(Dataset excerpts)
-- -- --

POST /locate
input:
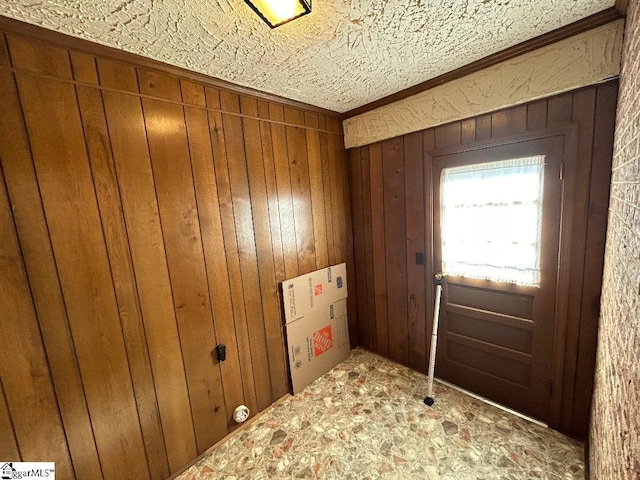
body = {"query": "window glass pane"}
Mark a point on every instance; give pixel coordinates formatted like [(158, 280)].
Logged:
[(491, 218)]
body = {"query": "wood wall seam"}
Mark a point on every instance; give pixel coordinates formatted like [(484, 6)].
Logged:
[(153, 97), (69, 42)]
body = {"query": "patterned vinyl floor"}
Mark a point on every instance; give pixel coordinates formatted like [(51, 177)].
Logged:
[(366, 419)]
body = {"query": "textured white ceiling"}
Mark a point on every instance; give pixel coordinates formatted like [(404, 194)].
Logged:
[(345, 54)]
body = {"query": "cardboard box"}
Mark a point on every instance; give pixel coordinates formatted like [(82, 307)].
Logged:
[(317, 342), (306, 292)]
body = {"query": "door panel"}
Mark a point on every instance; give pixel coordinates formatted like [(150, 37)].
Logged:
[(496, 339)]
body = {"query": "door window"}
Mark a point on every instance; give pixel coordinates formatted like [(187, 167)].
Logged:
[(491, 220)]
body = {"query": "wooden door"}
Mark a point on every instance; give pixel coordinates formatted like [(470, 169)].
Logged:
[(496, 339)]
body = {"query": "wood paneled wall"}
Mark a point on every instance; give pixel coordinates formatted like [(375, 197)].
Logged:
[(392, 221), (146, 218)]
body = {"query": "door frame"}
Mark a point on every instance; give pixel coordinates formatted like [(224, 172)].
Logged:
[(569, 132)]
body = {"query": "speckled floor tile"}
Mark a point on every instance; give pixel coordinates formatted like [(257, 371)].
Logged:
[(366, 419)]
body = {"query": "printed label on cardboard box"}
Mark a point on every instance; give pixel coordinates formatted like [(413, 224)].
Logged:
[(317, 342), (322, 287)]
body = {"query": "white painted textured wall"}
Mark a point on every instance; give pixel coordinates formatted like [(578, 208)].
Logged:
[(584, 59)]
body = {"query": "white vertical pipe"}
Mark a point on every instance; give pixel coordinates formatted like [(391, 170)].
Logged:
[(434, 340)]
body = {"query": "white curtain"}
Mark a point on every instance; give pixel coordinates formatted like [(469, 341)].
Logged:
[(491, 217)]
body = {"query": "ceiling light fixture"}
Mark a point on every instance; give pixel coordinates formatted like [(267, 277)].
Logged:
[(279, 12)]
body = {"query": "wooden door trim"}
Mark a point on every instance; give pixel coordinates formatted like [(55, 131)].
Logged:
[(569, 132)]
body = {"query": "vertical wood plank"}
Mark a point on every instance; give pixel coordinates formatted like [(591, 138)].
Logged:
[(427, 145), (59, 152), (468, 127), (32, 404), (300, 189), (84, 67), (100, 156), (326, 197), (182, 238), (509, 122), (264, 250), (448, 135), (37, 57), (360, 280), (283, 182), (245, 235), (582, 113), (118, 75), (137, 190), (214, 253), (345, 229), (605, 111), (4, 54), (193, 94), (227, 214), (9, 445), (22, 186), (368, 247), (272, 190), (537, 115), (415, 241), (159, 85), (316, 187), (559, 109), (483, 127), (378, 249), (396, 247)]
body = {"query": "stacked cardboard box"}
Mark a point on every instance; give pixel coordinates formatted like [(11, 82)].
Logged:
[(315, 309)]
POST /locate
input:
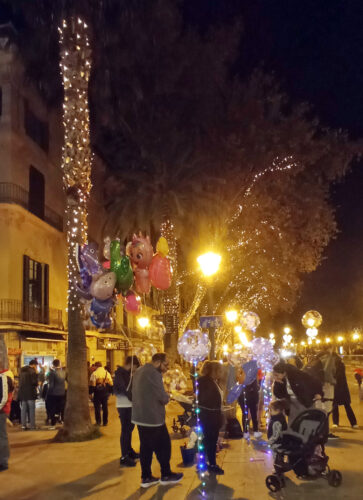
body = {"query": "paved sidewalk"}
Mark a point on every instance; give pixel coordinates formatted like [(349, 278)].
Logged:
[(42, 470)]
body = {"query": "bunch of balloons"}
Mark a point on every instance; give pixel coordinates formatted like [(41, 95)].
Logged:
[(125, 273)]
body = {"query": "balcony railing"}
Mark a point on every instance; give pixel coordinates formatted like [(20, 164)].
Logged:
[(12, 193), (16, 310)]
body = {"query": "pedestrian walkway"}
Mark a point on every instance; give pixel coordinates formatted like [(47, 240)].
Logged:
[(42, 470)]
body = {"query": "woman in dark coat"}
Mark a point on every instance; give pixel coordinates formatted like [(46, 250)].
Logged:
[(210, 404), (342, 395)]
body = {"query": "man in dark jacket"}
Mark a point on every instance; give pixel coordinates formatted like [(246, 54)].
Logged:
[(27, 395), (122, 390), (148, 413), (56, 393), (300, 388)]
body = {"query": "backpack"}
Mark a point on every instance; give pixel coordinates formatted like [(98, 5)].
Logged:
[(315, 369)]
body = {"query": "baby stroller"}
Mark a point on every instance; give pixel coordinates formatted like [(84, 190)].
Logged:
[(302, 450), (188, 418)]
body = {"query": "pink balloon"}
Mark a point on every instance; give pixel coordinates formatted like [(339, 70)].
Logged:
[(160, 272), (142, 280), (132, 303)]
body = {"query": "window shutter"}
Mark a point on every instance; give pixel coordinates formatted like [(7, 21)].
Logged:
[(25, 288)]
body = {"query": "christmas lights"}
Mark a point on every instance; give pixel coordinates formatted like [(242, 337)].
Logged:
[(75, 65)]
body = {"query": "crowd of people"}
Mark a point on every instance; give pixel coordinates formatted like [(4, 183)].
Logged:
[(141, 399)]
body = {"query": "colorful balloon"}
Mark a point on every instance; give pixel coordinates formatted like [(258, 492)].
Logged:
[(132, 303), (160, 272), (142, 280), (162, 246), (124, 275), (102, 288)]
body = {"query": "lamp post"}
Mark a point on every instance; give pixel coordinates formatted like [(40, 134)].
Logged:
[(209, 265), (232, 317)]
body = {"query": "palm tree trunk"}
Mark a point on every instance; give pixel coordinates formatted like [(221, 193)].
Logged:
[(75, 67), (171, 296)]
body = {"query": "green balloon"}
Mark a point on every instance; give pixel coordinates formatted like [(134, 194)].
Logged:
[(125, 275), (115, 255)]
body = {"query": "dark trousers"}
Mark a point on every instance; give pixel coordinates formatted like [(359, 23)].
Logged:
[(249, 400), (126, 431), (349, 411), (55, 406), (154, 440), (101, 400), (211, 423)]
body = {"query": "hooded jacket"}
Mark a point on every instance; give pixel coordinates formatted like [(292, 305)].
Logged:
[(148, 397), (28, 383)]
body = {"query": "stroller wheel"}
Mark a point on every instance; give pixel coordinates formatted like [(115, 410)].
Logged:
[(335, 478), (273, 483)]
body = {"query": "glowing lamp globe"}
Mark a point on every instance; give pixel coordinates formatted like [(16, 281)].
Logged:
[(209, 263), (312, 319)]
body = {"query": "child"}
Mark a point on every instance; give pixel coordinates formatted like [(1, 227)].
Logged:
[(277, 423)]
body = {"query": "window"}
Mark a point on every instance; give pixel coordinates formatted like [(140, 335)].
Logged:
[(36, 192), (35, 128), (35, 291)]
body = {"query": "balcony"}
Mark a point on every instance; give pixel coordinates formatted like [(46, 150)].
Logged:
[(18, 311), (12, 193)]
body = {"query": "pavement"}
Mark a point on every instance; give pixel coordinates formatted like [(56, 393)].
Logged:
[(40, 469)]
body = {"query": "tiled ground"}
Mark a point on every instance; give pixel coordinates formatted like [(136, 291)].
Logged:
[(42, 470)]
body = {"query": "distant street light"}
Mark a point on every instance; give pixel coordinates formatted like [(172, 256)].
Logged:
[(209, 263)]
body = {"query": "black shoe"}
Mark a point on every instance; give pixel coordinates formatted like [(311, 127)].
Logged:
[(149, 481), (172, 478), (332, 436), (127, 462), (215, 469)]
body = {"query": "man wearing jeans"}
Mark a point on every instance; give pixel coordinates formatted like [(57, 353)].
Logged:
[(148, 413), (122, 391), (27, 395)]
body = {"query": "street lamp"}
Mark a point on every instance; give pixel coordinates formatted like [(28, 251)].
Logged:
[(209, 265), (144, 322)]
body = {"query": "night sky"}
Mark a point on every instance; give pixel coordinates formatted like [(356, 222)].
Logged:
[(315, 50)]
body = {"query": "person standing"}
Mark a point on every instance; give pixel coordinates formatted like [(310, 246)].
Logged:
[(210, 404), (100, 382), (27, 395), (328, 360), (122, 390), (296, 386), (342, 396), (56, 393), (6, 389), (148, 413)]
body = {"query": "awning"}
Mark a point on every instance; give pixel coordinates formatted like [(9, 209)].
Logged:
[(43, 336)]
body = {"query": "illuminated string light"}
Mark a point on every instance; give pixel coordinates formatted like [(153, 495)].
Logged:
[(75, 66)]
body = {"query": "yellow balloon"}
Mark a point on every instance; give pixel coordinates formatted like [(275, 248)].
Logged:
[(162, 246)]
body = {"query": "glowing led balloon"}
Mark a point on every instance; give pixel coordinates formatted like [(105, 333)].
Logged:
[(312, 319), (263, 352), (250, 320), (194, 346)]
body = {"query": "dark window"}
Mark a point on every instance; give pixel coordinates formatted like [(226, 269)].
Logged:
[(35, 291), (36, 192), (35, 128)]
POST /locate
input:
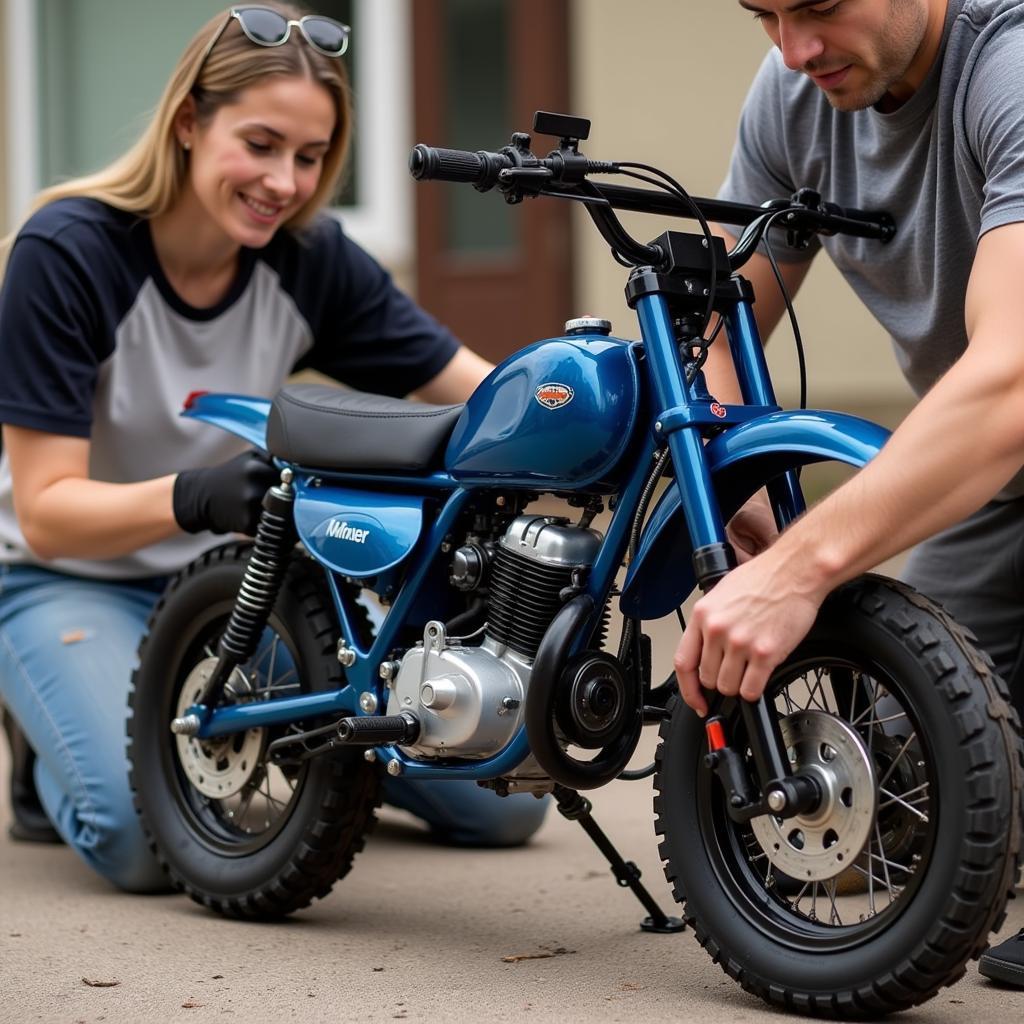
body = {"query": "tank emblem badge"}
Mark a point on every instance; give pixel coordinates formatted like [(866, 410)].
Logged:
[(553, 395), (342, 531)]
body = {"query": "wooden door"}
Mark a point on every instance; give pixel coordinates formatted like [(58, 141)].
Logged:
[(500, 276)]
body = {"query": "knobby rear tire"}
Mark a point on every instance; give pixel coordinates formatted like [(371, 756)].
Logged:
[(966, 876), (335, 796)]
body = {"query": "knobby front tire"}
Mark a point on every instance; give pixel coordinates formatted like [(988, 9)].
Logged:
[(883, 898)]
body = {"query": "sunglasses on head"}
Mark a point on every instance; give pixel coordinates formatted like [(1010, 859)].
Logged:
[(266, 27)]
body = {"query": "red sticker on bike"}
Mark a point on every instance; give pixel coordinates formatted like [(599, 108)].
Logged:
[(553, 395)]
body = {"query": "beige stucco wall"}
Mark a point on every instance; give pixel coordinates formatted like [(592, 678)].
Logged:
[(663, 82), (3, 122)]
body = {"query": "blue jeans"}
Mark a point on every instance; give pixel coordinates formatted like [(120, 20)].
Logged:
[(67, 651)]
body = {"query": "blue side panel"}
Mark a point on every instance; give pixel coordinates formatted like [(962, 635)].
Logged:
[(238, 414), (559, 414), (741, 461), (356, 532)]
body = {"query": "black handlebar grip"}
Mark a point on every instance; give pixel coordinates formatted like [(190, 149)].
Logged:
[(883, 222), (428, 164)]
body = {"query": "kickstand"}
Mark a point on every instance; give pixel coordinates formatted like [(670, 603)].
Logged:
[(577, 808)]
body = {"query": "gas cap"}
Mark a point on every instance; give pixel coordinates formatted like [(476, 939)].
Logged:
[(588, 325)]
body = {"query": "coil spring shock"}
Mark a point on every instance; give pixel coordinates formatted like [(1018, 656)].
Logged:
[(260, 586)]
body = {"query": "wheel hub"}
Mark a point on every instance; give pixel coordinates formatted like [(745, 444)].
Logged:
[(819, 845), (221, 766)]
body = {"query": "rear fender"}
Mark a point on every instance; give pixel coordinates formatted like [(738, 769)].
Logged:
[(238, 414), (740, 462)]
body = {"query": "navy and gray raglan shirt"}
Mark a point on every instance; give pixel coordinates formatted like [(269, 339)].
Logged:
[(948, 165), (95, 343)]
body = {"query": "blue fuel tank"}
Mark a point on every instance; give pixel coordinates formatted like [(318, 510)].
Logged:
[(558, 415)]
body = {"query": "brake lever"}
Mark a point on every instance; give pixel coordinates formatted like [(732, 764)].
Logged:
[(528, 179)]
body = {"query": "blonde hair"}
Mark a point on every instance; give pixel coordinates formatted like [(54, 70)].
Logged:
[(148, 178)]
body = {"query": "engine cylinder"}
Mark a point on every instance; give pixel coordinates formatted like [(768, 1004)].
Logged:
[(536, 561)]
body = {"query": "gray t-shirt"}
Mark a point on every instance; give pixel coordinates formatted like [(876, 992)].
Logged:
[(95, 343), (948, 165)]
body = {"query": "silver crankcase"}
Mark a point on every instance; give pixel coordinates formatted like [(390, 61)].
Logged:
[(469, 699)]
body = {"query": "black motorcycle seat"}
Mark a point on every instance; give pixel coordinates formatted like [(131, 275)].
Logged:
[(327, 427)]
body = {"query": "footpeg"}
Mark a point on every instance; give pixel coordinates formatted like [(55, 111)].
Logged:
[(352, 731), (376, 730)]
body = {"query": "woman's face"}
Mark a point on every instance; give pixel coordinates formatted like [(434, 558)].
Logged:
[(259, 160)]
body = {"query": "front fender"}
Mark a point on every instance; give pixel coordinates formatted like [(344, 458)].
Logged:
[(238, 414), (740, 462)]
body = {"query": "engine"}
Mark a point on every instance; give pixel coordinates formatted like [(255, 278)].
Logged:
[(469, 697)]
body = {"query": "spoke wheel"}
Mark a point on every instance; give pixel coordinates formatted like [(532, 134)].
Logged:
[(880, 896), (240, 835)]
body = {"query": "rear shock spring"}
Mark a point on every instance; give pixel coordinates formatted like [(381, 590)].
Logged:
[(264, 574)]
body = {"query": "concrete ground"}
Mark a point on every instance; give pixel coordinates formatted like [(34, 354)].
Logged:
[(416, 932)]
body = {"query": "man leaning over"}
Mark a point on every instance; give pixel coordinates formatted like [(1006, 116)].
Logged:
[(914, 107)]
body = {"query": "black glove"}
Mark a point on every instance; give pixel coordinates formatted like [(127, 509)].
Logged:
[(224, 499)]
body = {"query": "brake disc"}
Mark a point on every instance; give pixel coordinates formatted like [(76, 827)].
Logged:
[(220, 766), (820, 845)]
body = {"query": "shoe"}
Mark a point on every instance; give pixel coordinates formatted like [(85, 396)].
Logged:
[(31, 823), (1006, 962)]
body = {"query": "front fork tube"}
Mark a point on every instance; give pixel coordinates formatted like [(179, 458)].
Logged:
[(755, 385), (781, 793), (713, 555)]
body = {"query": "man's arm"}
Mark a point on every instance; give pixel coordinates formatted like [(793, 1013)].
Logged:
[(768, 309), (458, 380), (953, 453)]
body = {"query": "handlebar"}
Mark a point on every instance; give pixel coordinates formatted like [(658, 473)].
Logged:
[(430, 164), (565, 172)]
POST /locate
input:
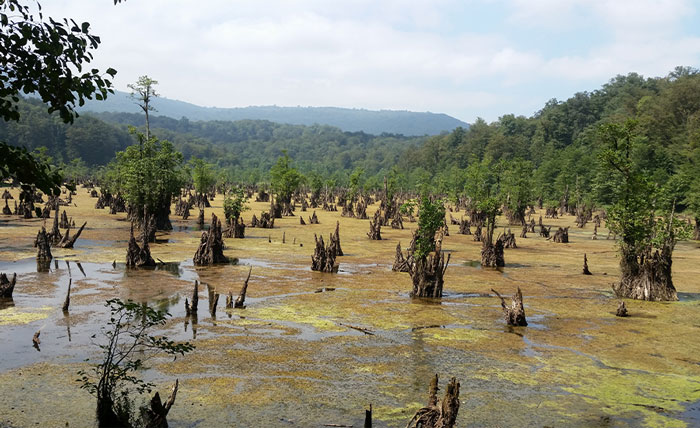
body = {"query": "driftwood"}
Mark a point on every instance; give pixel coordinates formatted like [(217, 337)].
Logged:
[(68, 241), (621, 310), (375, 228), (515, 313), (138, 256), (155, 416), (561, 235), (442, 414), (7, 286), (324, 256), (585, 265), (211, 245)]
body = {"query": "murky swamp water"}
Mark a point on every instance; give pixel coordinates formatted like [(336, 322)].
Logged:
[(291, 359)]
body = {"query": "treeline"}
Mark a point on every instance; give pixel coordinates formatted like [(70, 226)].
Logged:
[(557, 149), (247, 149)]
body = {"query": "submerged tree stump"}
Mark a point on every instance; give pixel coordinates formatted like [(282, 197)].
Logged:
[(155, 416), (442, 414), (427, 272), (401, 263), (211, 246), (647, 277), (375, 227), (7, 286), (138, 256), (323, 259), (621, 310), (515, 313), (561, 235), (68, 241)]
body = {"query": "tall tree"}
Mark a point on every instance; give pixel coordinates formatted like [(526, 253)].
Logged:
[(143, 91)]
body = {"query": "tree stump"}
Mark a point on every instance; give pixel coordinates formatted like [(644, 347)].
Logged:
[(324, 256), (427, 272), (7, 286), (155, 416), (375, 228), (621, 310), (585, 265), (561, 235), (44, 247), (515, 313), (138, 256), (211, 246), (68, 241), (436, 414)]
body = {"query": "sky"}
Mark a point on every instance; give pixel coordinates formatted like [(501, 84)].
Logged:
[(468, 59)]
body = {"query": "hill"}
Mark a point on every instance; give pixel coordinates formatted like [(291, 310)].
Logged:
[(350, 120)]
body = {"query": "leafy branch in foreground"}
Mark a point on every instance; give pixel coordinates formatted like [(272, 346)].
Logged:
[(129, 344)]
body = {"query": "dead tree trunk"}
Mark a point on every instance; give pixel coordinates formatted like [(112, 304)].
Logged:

-- -- --

[What is being asked] The answer must be every line of the data that contains the word "vertical".

[Expected output]
body = {"query": "white vertical pipe"}
body = {"query": "vertical wood plank"}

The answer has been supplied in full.